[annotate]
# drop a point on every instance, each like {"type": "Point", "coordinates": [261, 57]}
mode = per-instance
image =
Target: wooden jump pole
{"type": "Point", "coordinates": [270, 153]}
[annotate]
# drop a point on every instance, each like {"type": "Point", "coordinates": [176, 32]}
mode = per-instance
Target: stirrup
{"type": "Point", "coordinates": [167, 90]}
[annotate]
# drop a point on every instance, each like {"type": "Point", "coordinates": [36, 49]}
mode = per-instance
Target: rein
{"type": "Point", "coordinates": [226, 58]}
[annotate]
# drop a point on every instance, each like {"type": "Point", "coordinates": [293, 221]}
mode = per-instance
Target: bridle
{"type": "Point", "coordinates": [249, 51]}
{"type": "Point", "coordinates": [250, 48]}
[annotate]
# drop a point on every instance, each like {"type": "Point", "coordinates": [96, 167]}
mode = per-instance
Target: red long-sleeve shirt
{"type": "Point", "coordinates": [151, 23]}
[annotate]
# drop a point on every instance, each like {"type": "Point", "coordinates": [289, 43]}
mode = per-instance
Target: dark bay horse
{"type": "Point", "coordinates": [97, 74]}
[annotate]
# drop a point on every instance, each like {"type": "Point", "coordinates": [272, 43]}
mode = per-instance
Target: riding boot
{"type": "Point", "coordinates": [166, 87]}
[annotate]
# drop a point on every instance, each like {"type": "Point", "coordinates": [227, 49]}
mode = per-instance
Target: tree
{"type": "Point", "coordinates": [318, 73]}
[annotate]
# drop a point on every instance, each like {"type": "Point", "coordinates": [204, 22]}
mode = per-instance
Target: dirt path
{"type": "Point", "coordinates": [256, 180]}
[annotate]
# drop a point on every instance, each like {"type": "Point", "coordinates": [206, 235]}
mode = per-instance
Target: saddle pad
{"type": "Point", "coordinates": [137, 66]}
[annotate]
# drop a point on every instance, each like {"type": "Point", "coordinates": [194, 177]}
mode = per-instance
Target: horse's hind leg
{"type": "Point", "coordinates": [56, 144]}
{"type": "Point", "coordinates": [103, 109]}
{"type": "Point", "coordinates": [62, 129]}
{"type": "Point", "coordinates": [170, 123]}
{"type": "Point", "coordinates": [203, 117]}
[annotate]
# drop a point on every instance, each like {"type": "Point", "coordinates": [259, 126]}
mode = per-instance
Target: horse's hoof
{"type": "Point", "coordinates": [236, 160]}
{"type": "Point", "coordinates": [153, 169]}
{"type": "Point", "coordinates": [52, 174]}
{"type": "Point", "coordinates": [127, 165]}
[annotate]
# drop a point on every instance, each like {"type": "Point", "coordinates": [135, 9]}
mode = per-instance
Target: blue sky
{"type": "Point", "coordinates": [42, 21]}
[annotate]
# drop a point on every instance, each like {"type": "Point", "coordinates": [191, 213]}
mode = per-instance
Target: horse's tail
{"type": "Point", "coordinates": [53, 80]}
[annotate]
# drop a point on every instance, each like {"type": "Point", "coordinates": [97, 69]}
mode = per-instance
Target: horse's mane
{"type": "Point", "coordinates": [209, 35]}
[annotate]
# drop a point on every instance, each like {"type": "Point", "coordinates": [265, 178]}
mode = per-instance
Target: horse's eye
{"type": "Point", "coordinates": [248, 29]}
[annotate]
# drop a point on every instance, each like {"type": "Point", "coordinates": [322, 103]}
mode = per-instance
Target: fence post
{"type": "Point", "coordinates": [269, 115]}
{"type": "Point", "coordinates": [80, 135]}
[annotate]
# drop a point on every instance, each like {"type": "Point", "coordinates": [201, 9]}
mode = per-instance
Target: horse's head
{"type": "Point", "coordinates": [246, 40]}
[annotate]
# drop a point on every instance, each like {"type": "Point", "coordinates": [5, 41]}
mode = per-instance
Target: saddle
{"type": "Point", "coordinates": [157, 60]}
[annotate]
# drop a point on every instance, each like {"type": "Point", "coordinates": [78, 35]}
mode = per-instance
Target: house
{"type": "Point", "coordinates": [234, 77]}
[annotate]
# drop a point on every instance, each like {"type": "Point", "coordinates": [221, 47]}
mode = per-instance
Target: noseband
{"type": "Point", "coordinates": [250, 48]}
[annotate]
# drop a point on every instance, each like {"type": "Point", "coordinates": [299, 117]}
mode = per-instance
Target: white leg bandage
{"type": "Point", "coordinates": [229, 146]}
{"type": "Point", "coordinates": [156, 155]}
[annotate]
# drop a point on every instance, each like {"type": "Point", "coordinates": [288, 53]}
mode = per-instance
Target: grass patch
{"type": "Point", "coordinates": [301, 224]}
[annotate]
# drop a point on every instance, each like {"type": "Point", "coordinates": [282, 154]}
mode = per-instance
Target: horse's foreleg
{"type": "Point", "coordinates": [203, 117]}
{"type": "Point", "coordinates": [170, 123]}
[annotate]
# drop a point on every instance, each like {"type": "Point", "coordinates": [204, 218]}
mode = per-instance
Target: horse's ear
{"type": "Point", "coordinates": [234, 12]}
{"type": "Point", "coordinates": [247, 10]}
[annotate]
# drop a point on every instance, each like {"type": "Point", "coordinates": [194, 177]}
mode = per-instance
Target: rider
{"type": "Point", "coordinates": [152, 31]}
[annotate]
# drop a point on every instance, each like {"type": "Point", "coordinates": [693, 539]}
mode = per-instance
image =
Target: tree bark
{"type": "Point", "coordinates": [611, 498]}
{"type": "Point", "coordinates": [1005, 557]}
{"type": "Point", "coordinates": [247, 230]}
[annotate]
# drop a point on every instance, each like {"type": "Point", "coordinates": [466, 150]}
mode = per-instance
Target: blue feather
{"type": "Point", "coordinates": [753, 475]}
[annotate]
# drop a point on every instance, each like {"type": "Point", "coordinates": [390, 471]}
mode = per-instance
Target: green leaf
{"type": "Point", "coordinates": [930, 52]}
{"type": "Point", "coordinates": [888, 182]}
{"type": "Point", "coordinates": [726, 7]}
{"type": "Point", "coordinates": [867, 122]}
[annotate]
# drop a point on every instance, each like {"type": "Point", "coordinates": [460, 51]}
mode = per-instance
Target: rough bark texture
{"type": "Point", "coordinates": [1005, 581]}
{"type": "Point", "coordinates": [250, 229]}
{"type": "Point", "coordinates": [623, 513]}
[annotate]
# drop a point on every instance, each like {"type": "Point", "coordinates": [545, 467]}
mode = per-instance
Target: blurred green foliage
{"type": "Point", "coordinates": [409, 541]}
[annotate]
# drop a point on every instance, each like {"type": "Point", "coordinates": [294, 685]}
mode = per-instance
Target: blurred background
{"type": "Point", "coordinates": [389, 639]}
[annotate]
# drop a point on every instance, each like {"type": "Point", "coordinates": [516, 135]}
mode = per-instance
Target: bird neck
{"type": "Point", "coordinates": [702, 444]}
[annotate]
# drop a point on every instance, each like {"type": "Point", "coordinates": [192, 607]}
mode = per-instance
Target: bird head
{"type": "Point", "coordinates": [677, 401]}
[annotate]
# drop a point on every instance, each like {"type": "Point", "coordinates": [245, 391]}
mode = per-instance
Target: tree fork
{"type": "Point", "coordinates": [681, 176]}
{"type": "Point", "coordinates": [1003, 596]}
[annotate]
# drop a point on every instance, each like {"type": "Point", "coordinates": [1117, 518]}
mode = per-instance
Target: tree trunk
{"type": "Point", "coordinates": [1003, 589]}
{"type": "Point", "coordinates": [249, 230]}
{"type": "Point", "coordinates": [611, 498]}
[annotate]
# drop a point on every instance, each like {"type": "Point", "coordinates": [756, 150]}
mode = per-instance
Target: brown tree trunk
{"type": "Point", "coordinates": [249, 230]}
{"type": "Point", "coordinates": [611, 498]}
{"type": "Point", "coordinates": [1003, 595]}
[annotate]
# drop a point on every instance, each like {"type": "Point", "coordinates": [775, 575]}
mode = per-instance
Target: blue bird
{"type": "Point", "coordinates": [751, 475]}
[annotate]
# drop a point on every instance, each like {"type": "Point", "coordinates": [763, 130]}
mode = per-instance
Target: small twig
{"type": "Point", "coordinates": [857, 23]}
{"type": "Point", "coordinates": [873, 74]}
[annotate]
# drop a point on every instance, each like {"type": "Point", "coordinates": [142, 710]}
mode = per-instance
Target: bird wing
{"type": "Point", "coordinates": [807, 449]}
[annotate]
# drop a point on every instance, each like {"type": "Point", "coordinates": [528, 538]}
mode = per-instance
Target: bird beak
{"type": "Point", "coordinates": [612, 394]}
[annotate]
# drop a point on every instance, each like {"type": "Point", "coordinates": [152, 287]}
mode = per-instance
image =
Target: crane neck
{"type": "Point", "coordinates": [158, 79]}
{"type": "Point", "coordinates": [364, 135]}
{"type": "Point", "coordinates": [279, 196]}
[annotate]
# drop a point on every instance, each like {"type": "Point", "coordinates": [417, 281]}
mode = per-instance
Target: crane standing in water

....

## EXERCISE GOAL:
Copy each of the lines above that contains the string "head", matching case exactly.

## SOLUTION TO THE PROBLEM:
Target: horse's head
Target: bird head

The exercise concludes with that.